## Set task
Edit the records starting with the line with "Can you spot the green grassland?" and going on through the line with "x=118, y=210", putting "Place a dot" wherever "Drop a point" appears and changing nothing else. Give back only those lines, without the pictures.

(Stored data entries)
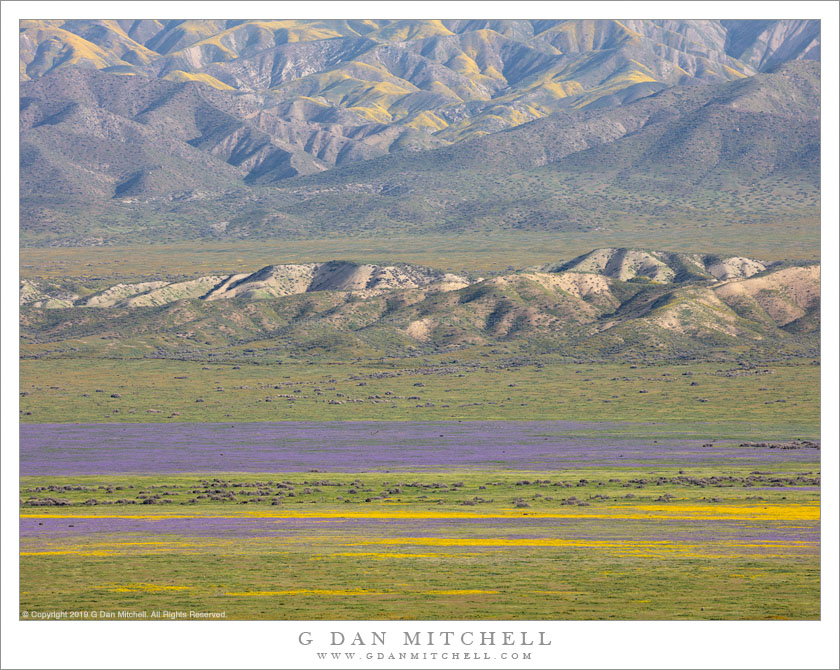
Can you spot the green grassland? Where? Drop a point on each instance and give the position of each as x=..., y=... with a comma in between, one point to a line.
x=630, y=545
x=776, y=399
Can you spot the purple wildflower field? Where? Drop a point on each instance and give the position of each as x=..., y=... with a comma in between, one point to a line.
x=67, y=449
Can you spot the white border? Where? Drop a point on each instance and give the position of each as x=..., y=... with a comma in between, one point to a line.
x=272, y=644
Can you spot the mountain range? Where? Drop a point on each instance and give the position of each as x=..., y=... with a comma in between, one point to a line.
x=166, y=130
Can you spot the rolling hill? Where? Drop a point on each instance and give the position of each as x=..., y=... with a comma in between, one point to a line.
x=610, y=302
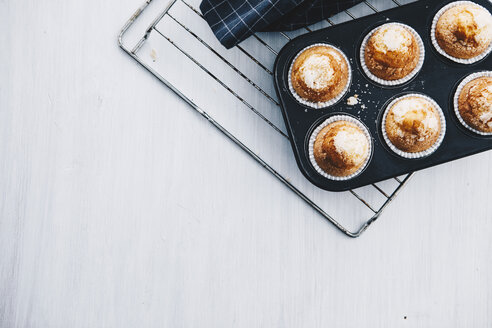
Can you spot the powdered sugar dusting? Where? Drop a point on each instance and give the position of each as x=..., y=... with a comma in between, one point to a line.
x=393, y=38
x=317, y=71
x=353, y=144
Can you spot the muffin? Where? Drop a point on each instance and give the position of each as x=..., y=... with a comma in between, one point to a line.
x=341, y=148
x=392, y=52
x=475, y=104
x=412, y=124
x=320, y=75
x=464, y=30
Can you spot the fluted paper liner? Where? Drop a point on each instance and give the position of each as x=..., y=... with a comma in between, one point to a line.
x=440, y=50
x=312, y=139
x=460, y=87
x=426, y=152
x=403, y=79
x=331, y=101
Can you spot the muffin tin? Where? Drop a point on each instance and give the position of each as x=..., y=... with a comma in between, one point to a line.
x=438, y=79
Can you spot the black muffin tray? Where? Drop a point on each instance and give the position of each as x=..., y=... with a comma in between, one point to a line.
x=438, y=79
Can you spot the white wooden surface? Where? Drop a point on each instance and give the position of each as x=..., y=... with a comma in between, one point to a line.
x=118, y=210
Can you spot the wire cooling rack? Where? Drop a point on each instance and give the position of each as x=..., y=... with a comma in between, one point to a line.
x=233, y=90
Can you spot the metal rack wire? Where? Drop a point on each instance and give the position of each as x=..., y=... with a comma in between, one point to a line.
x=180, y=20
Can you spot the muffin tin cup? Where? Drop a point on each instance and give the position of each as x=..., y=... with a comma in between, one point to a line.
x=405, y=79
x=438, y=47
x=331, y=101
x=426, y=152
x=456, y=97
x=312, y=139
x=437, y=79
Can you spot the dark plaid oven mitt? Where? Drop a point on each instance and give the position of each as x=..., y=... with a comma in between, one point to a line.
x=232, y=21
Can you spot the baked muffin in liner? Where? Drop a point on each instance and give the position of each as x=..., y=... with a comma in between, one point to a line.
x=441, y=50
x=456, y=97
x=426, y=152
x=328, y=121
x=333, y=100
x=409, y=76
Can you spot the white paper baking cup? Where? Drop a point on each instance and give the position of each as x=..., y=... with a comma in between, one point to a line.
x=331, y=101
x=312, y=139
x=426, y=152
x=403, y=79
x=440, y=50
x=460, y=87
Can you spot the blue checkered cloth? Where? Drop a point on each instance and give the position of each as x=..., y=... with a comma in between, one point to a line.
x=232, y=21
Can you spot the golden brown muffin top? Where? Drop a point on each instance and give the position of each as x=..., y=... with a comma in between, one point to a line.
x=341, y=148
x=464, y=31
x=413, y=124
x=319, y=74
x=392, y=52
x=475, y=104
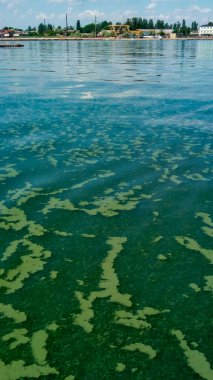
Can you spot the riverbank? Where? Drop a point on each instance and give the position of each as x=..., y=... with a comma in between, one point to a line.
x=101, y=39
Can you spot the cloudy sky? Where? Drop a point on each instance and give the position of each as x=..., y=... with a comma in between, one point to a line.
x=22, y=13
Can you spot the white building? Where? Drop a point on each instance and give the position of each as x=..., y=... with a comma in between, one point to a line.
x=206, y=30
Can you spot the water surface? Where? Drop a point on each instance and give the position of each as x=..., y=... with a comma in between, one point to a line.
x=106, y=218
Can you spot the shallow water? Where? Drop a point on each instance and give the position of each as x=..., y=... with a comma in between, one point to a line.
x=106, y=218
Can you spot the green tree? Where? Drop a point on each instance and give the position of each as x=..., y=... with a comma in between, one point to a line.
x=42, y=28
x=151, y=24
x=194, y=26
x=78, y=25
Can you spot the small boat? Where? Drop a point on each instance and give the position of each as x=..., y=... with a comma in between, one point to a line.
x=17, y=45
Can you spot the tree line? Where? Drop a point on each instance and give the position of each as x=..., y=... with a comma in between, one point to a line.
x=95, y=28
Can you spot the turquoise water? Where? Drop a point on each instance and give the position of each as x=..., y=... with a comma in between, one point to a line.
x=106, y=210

...

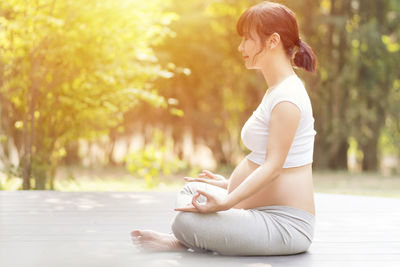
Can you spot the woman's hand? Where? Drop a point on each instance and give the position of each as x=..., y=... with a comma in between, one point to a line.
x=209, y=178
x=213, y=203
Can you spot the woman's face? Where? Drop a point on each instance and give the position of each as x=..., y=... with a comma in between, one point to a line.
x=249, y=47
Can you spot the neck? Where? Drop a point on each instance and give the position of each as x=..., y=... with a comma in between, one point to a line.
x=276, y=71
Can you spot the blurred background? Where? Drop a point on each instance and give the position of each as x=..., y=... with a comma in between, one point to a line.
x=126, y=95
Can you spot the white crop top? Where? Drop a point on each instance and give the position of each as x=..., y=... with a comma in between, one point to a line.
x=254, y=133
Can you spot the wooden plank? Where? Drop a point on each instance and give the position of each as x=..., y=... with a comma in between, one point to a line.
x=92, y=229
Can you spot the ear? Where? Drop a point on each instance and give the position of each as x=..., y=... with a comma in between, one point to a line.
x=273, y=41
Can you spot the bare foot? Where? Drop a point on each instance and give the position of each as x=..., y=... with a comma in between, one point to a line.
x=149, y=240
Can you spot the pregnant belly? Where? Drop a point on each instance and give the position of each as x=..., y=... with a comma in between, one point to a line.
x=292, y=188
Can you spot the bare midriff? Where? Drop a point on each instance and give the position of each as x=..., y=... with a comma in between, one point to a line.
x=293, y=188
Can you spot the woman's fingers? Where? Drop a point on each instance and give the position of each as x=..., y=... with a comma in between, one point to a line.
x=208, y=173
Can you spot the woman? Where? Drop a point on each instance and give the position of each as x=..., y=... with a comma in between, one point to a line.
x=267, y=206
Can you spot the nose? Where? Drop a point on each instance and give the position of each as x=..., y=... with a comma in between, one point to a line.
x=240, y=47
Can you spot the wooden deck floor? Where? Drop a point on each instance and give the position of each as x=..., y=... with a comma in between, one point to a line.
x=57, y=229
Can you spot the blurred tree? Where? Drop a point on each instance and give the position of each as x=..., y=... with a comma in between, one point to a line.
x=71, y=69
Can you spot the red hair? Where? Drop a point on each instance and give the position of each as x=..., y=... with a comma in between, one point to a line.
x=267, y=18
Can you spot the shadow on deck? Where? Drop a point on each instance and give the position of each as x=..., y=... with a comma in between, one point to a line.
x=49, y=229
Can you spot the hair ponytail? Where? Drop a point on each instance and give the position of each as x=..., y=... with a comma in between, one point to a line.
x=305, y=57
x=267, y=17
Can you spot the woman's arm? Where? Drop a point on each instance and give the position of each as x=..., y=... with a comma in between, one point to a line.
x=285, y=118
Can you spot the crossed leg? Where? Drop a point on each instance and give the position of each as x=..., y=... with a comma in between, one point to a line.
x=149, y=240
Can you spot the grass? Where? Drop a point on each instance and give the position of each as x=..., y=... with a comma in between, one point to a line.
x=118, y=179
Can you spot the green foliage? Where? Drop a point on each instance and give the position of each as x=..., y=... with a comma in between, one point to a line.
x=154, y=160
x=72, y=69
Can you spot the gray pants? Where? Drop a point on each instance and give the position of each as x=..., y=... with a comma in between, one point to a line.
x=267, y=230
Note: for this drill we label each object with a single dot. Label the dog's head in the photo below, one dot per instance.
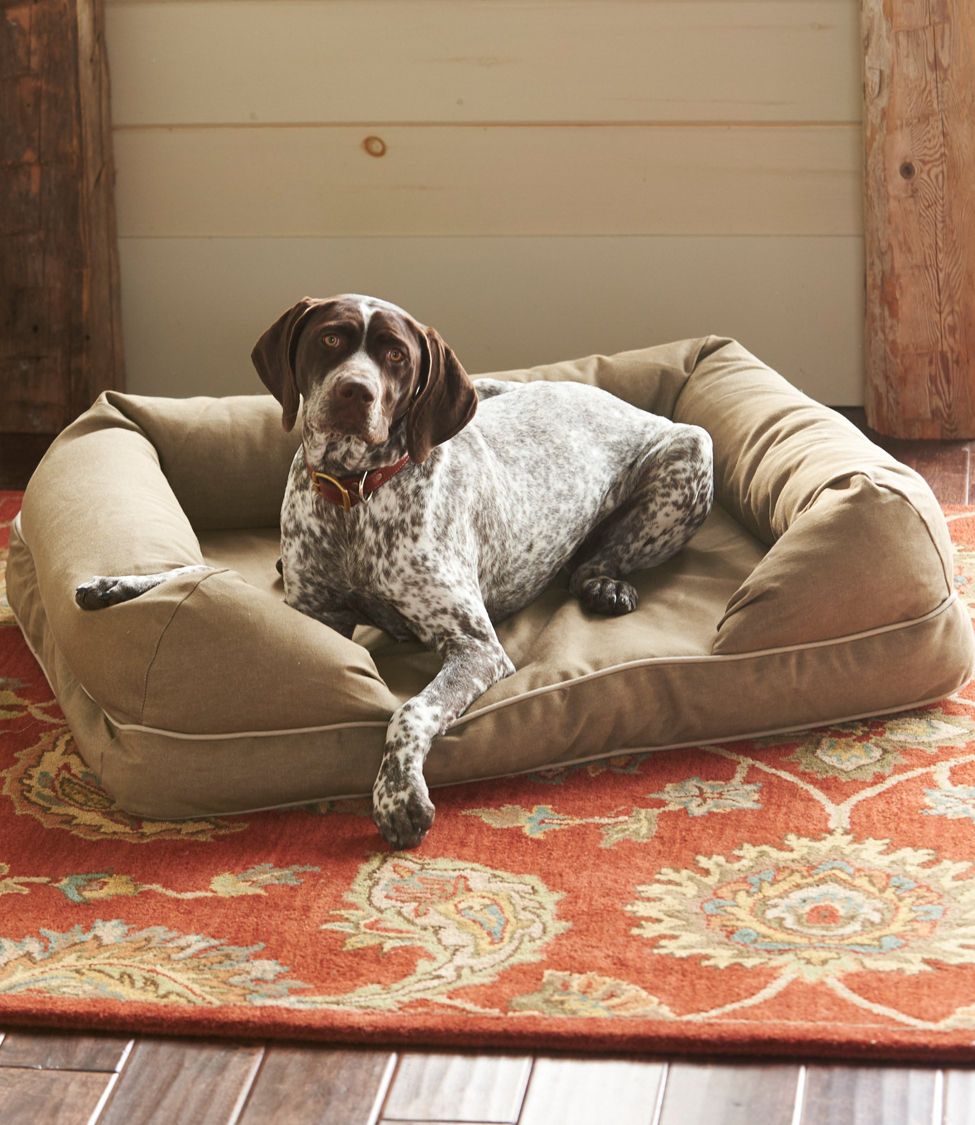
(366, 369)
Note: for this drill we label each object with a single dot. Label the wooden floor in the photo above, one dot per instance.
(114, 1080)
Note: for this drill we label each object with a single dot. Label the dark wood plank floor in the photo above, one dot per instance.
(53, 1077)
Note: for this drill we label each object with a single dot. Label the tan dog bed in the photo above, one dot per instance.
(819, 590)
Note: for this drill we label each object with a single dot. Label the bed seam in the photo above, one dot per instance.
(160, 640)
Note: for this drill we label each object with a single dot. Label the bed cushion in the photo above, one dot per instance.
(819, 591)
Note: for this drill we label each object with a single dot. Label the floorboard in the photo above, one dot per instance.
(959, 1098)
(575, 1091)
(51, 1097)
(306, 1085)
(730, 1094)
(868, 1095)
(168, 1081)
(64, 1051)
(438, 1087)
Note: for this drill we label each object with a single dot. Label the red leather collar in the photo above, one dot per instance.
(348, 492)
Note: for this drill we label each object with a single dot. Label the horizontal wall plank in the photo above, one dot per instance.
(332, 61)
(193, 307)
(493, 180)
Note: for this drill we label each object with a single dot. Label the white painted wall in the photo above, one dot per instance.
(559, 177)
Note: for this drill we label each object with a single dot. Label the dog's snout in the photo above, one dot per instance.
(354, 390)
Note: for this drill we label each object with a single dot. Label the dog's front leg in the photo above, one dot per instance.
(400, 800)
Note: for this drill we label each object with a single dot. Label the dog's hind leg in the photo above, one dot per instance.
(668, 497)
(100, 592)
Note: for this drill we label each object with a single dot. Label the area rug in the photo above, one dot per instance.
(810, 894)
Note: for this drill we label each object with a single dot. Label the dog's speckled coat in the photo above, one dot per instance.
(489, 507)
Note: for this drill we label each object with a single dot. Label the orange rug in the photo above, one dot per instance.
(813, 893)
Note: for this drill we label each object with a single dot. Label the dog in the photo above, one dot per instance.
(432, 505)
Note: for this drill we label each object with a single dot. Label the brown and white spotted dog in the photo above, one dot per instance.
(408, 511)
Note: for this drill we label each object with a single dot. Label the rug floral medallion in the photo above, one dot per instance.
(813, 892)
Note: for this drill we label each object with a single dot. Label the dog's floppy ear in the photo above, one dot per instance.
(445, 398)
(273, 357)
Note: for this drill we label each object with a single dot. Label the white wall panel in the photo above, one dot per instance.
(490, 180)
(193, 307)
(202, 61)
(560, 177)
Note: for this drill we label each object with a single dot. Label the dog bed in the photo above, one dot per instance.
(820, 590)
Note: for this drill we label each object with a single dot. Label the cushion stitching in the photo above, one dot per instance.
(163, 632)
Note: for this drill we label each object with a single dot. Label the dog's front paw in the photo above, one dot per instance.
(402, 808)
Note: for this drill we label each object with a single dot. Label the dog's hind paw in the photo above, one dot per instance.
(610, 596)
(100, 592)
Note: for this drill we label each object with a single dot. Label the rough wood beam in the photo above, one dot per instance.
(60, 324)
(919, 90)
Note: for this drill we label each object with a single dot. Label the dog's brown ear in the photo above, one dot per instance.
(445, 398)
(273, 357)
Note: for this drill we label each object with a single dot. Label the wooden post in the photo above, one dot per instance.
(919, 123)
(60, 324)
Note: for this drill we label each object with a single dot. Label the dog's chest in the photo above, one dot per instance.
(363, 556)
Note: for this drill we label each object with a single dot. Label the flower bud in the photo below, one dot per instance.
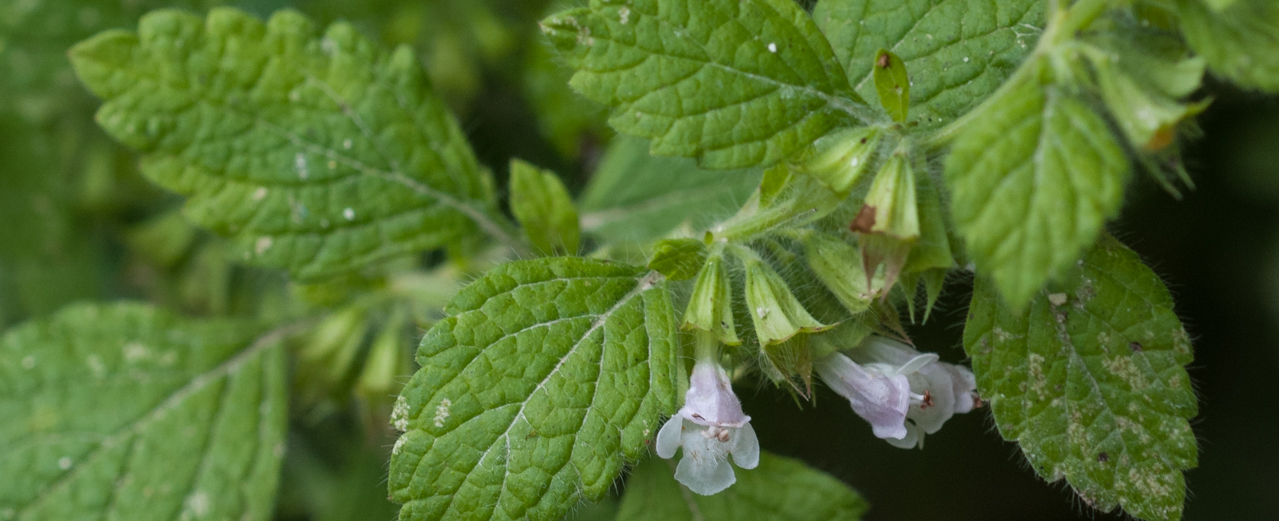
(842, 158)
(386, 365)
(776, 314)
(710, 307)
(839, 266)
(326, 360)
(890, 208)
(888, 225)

## Exercise solution
Can you spot the green grassland? Where? Place a dot on each instance and give the position of each as x=..., y=... with a comma in between, one point to a line.
x=630, y=545
x=776, y=399
Can you spot the purple wildflower field? Where? Place a dot on each instance and give the position of each as x=..., y=... with a comma in between, one point to a line.
x=67, y=449
Can you spot the white border? Where? Place a dot on each instance and give the position of each as x=..., y=... with a comma in between, one point to a line.
x=272, y=644
Can you spot the mountain range? Where? Place a dot on each instance and give the position of each as x=..., y=... with a comma in between, one point to a line.
x=166, y=130
Can you spot the rolling hill? Where? Place a dot on each instance and give the position of each as x=..., y=... with a comma in between, one point to a line.
x=610, y=302
Can you spot the powdered sugar dusting? Where? Place a dot on each instance and give the position of each as x=..., y=... with a comma in between, one point to a line.
x=393, y=38
x=317, y=71
x=353, y=144
Can you spot the muffin? Where? Place a dot on each instance and give the position of each as x=..., y=... with a comma in between, one point to a line.
x=341, y=148
x=392, y=52
x=475, y=104
x=412, y=124
x=320, y=75
x=464, y=30
Can you spot the fluted paper liner? Where? Place a dot on each instance and give the position of each as x=..., y=... with a comma in between, one point to a line.
x=440, y=50
x=312, y=139
x=460, y=87
x=426, y=152
x=403, y=79
x=331, y=101
Can you spot the muffin tin? Where? Place a dot on each instance and give the position of each as x=..., y=... with a comma in between, one point to a line.
x=438, y=79
Can you spot the black muffin tray? Where? Place a dot on each instance and give the position of each as x=..., y=... with a comma in between, one point to a line.
x=438, y=79
Can you spot the white wooden surface? Where? Place a dot on each instance and give the position of each as x=..., y=... with a comma in between, one point to a line.
x=118, y=210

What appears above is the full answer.